§ What the exercise asks
One part of the entries below is wanted: the lines from the one containing "Looking at the image above, identify the reflection" through the one containing "Looking at the image above, identify the blurry". Write those out exactly and nothing else.
● ● ● ● ● ● ●
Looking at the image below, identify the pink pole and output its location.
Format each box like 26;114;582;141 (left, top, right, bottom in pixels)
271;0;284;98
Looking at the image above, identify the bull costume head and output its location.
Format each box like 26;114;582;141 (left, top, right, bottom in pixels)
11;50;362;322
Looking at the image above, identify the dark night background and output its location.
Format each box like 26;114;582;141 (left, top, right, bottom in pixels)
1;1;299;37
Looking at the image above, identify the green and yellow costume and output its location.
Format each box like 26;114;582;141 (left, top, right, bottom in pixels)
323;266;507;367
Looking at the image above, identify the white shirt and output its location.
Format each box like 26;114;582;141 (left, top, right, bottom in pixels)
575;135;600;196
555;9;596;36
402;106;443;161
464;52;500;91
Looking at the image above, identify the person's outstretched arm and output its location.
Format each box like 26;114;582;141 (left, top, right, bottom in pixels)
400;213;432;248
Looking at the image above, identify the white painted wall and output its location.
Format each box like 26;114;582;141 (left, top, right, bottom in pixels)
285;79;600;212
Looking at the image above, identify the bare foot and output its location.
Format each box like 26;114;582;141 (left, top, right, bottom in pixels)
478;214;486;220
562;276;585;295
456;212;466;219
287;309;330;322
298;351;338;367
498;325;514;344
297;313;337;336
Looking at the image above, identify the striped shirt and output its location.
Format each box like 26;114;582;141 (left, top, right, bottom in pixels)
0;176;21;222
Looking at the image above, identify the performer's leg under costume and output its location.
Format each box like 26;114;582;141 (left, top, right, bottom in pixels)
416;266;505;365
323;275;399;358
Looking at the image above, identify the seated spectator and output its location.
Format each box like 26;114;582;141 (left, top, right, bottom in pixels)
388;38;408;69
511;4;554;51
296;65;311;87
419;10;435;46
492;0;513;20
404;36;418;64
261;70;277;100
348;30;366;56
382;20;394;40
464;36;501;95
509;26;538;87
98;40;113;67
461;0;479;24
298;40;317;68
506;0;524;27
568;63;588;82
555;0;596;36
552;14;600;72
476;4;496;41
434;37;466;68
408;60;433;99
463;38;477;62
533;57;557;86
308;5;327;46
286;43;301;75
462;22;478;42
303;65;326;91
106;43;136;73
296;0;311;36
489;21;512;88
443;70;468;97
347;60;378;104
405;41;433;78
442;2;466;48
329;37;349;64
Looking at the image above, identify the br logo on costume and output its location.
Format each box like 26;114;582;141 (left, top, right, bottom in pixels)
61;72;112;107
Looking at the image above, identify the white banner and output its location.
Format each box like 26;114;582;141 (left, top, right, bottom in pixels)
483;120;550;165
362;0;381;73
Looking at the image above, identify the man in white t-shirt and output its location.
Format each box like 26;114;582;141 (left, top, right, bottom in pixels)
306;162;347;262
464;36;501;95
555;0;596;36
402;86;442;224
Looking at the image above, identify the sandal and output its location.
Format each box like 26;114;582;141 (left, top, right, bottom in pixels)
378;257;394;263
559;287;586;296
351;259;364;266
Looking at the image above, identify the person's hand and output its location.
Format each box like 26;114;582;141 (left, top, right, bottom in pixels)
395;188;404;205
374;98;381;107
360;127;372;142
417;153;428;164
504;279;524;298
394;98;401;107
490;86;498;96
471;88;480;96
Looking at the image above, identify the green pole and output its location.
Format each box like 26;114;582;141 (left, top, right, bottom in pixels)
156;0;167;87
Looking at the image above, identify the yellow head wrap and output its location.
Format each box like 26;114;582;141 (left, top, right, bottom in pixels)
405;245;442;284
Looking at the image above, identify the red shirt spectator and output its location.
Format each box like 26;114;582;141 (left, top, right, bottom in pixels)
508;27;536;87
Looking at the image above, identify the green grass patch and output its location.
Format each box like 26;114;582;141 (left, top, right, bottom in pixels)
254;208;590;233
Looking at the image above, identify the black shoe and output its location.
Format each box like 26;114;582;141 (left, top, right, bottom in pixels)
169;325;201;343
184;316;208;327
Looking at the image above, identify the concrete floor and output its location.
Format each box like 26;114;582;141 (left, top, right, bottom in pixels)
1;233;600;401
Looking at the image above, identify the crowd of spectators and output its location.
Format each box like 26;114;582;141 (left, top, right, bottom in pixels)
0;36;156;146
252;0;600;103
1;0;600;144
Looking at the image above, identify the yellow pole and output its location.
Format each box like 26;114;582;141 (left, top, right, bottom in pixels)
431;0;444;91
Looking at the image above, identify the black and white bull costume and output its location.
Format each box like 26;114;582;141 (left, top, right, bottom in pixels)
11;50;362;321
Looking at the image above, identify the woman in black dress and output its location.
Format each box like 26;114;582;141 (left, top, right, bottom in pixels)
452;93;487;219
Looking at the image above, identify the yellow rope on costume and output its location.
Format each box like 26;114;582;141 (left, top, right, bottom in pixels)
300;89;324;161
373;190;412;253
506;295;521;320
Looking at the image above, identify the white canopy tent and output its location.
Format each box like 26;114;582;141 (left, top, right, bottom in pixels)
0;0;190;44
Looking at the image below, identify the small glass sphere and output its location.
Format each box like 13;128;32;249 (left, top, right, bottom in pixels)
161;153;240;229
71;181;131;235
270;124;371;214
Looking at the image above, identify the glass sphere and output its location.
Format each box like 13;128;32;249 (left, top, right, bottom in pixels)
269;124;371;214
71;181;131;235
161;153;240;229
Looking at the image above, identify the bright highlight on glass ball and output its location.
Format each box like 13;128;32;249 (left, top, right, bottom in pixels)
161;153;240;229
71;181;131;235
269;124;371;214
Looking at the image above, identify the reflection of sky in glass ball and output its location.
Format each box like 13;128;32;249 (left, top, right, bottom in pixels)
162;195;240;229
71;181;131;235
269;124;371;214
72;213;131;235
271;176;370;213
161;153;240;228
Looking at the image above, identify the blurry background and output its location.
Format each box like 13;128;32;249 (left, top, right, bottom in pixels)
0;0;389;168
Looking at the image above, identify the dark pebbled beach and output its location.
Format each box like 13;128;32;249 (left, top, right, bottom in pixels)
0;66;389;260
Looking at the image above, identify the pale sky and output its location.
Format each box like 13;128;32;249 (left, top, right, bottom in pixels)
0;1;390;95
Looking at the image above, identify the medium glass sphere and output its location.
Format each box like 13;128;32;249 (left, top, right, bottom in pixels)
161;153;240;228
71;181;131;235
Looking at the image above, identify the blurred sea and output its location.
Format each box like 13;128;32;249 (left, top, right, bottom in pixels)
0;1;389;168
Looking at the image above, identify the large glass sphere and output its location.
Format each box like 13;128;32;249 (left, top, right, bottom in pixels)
● ● ● ● ● ● ●
§ Problem solution
Looking at the image above, identify the reflection of sky in glass ball and output its location.
Format each box like 13;128;32;249 (left, top, right, bottom in pixels)
162;195;240;229
71;181;131;235
269;124;371;214
72;213;131;235
271;176;370;213
161;153;240;228
Looking at the image above, identify the blurry background and output its location.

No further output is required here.